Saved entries
——————

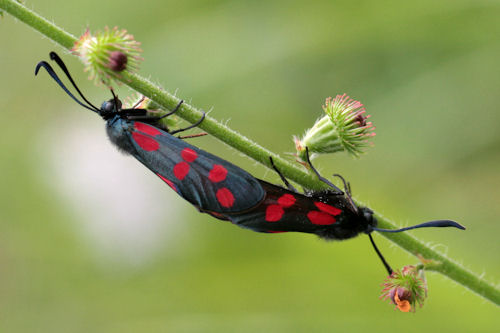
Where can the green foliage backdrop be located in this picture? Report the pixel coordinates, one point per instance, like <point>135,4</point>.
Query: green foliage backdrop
<point>428,74</point>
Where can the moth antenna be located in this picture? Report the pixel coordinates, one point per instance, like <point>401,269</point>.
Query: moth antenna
<point>386,265</point>
<point>62,65</point>
<point>54,76</point>
<point>430,224</point>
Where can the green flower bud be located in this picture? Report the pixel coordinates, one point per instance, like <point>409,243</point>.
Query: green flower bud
<point>343,128</point>
<point>108,53</point>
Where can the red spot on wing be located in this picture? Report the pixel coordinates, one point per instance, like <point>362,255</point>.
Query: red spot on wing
<point>181,170</point>
<point>286,200</point>
<point>274,213</point>
<point>145,142</point>
<point>188,155</point>
<point>225,197</point>
<point>145,128</point>
<point>320,218</point>
<point>328,209</point>
<point>169,183</point>
<point>217,174</point>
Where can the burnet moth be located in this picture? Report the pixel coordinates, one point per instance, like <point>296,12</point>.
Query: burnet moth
<point>226,191</point>
<point>210,183</point>
<point>330,214</point>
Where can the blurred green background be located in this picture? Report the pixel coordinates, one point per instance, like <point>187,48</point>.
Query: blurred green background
<point>90,241</point>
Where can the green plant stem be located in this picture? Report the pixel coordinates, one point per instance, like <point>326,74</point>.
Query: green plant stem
<point>295,172</point>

——————

Render the lines from the one containing "Where can the green flower" through the one containing "<point>90,241</point>", both included, as a JSON list of strings with one string per line and blank lines omitted.

[
  "Where can the green flower bud be located in this picture? Report the pixel coordinates, one point per instance, like <point>409,243</point>.",
  "Query: green flower bud",
  "<point>343,128</point>",
  "<point>108,53</point>",
  "Where can the red spot on wing be located in this picture? Report the pixel coordinates, one point per instance, like <point>362,255</point>.",
  "Query: red spot on wing",
  "<point>181,170</point>",
  "<point>286,200</point>",
  "<point>274,213</point>",
  "<point>145,142</point>",
  "<point>188,155</point>",
  "<point>225,197</point>",
  "<point>145,128</point>",
  "<point>320,218</point>",
  "<point>328,209</point>",
  "<point>169,183</point>",
  "<point>217,174</point>",
  "Where can the burnet moth be located in this picture? Report the pixel coordinates, one point per instance, like <point>296,12</point>.",
  "Query: burnet moth",
  "<point>226,191</point>",
  "<point>210,183</point>",
  "<point>330,214</point>",
  "Where can the blurred green background be located in this picture? Report the pixel coordinates, one point per instance, like <point>187,48</point>.",
  "Query: blurred green background",
  "<point>90,241</point>"
]